Please turn the items below into a Markdown table with a Row column for the row number and a Line column for the line, skipping any blank lines. Leave the pictures out of your answer.
==========
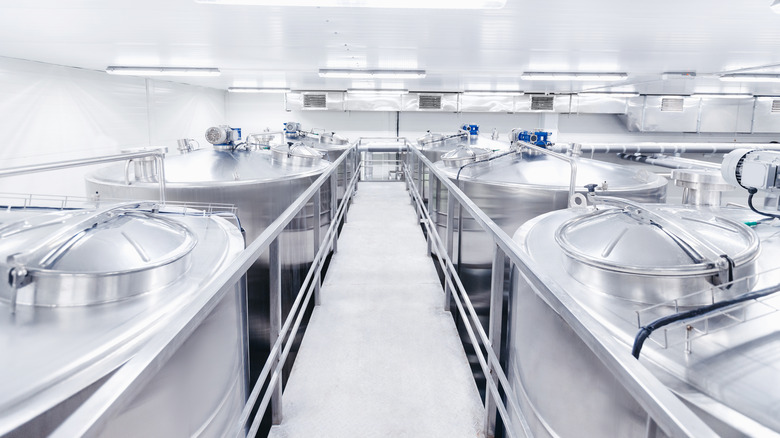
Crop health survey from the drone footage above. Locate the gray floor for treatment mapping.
[270,182,483,438]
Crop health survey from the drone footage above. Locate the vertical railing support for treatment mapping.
[330,171,338,253]
[444,191,460,311]
[312,188,322,306]
[485,245,506,437]
[268,237,282,424]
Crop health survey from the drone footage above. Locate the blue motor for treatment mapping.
[515,131,552,147]
[460,124,479,136]
[206,125,241,147]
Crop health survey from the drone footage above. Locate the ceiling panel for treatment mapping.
==========
▶ **WORKED SOLUTION**
| Row | Line |
|---|---|
| 1 | Crop health survey from the drone footage above. Locate the gray floor for treatment mapping. |
| 2 | [270,182,483,438] |
| 3 | Crop health survey from the drone footage above. Locate the vertical railing support for treatment mapping. |
| 4 | [330,171,338,253] |
| 5 | [444,191,460,311] |
| 6 | [312,188,322,306] |
| 7 | [485,245,506,437] |
| 8 | [268,237,282,424] |
| 9 | Crop health survey from the drone footage above. Locate the blue motor for treatment mapping. |
| 10 | [515,131,552,147] |
| 11 | [460,124,479,136] |
| 12 | [206,125,241,147] |
| 13 | Crop health survey from the drone footage above. Locate the ceiling panel for treatment mapping. |